Start of DATA ENTRIES

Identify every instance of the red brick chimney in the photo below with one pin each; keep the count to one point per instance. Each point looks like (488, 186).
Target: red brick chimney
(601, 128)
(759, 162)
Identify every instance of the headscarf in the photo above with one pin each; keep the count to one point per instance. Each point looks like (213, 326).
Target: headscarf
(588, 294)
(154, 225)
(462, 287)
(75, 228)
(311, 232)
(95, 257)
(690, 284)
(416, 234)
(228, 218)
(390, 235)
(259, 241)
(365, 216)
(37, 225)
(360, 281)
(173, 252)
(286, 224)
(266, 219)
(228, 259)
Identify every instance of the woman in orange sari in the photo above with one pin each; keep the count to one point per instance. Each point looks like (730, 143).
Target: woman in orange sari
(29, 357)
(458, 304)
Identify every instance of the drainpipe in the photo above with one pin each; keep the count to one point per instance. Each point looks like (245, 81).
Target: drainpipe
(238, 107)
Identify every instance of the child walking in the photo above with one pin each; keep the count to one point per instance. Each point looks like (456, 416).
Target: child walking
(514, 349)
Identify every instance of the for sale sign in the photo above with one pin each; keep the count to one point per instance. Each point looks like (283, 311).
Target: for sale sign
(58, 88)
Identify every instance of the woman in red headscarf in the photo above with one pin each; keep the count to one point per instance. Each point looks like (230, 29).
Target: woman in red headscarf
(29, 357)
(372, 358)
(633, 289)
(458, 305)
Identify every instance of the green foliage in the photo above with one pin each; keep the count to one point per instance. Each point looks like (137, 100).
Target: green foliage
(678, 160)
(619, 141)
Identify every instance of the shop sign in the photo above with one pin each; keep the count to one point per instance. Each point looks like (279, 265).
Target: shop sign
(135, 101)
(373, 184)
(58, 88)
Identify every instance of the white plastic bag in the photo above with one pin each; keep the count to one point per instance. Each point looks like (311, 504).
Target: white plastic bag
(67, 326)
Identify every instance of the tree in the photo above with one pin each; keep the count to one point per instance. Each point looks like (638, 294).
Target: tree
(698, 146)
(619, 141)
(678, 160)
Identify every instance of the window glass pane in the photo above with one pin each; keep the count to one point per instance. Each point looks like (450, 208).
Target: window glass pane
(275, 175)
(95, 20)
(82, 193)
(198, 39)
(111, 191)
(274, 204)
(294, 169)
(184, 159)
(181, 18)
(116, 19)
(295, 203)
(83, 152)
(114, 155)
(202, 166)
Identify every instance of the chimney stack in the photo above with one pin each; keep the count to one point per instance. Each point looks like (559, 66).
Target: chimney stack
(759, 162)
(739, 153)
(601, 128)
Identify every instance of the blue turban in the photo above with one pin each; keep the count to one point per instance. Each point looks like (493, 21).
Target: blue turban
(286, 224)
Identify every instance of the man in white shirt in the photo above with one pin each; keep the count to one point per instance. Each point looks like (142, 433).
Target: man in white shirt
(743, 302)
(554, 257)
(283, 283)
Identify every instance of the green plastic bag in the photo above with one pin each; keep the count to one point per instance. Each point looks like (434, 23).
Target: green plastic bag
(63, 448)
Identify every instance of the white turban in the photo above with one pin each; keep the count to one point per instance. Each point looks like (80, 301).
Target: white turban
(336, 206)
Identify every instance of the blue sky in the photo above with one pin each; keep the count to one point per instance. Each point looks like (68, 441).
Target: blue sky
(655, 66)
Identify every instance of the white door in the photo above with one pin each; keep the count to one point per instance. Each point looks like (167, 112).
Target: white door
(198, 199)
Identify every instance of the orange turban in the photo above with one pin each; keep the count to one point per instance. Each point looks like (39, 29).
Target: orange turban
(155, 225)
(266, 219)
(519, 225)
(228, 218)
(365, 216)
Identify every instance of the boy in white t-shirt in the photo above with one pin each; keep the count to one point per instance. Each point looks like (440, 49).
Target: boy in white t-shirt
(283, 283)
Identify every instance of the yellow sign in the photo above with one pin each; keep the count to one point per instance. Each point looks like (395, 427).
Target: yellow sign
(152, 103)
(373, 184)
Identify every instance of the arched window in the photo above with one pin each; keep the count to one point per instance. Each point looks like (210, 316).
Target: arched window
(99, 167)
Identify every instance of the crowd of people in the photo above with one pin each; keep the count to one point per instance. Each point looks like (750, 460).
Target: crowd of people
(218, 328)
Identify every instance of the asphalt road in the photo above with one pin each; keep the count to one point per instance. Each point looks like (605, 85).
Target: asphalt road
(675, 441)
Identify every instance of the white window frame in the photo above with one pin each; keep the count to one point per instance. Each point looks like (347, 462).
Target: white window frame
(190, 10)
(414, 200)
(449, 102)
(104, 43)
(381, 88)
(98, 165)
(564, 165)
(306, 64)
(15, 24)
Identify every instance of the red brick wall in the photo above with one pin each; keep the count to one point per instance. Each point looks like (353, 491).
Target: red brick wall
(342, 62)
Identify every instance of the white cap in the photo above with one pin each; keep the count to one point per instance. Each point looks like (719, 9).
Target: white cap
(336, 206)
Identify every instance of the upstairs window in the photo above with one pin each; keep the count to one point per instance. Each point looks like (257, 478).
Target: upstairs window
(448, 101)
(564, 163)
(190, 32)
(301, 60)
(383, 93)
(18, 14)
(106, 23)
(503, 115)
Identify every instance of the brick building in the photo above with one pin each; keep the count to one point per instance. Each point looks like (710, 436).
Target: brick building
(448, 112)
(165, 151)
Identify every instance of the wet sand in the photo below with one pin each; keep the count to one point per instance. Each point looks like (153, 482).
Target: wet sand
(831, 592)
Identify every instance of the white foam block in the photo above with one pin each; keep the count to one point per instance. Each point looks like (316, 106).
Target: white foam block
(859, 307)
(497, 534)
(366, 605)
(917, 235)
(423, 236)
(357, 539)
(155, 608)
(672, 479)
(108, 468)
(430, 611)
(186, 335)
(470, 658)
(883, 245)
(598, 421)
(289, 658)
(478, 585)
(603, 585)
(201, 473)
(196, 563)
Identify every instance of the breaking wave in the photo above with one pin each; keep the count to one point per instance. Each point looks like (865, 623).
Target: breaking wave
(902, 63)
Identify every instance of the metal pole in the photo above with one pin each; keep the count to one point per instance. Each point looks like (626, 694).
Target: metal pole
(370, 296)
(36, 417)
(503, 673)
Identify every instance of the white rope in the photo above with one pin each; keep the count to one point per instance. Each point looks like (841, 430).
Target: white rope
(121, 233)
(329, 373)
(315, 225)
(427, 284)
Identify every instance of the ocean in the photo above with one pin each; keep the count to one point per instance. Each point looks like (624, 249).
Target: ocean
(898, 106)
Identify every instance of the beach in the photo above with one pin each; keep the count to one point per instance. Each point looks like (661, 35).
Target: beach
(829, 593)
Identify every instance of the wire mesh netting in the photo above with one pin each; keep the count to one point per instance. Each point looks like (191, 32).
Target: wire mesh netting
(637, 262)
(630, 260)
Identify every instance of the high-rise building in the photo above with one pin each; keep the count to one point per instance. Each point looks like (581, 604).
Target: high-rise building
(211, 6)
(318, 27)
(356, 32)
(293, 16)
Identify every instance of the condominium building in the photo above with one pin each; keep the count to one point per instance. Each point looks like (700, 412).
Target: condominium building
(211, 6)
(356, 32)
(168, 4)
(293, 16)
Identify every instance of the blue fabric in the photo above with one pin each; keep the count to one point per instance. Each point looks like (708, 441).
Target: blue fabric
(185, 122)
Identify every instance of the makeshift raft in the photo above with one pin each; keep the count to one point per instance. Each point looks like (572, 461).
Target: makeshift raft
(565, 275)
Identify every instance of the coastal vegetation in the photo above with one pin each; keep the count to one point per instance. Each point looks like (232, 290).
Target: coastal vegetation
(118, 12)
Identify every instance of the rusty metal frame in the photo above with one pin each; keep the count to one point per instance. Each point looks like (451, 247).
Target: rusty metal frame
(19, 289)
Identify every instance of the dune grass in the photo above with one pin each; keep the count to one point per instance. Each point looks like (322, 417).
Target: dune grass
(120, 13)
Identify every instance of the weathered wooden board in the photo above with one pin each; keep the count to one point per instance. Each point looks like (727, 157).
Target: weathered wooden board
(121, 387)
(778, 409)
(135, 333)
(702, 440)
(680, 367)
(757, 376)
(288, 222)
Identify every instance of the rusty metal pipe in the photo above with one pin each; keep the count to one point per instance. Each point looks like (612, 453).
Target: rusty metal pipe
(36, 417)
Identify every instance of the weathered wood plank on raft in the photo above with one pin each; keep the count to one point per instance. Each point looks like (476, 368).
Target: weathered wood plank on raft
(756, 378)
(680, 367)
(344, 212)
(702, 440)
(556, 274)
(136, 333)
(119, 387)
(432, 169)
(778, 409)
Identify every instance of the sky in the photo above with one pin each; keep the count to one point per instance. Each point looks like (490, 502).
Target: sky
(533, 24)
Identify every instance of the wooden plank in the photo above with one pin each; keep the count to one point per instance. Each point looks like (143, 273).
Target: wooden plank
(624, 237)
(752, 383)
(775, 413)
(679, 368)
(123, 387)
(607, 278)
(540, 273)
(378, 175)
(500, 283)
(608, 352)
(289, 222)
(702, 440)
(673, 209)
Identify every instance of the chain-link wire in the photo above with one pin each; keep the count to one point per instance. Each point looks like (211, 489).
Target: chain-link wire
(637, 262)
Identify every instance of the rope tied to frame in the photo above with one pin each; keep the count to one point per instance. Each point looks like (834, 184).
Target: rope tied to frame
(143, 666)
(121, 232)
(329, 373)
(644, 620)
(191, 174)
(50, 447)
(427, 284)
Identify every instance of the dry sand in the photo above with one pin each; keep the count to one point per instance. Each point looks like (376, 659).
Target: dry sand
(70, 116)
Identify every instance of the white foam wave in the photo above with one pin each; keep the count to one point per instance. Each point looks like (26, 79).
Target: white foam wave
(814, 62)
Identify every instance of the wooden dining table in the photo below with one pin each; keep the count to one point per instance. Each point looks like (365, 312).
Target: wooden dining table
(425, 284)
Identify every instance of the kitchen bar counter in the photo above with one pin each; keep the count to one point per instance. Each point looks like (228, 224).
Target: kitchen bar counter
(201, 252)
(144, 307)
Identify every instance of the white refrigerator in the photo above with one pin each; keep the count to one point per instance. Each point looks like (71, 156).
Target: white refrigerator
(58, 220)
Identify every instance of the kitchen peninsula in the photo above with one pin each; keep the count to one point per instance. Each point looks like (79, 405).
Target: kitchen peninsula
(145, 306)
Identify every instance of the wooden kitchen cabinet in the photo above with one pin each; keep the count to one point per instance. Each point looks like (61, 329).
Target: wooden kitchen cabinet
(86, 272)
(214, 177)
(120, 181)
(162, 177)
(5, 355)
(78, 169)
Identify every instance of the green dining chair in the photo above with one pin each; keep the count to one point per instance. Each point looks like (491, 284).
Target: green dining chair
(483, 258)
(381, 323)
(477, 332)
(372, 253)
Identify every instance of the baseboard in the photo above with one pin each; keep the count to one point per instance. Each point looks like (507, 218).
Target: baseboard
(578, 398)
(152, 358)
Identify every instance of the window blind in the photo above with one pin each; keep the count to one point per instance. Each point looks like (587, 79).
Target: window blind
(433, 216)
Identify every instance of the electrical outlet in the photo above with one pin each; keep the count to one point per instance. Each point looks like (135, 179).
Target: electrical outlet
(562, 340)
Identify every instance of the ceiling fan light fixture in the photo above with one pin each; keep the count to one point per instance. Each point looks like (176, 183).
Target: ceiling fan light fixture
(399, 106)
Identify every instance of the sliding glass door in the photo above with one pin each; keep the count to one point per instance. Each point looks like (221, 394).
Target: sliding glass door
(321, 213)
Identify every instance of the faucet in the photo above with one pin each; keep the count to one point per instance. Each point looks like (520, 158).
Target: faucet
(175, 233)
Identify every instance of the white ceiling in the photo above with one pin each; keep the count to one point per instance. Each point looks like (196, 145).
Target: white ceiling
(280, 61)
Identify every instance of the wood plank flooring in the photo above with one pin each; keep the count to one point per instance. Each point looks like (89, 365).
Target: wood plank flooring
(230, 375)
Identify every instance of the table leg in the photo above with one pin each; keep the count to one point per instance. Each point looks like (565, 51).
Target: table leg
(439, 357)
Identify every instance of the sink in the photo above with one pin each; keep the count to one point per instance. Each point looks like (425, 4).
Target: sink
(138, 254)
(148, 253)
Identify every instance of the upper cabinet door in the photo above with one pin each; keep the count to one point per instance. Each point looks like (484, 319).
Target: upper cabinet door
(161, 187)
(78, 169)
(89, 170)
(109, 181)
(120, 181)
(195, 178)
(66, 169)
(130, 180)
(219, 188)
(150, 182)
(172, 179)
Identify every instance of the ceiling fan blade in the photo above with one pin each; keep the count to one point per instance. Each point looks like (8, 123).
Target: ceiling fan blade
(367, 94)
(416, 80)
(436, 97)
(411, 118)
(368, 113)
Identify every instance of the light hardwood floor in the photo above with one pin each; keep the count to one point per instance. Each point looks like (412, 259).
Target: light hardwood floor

End of DATA ENTRIES

» TASK DIRECTIONS:
Rewrite the entries above as a numbered list, starting at the line that contains "Identify every instance of the upper" and ending at the last line of the entries. Leave out any blank lines.

» EXERCISE ANSWER:
1. Identify every instance of the upper cabinet door in the photo above with one pin each; keep the count to one point per instance. Each point looks like (484, 319).
2. Target: upper cabinet door
3. (161, 187)
4. (78, 169)
5. (89, 170)
6. (109, 181)
7. (120, 181)
8. (195, 178)
9. (66, 169)
10. (130, 180)
11. (219, 188)
12. (150, 182)
13. (172, 179)
14. Identify every instance of the ceiling fan blade in the photo above with one pin each; keep the count to one point per instance. Each point looks like (8, 123).
15. Target: ceiling fan blade
16. (367, 94)
17. (416, 80)
18. (436, 97)
19. (411, 118)
20. (368, 113)
21. Identify every instance of the light hardwood floor in the photo above with one pin each; keep the count to one point per instance. Each point looks like (412, 259).
22. Target: light hardwood floor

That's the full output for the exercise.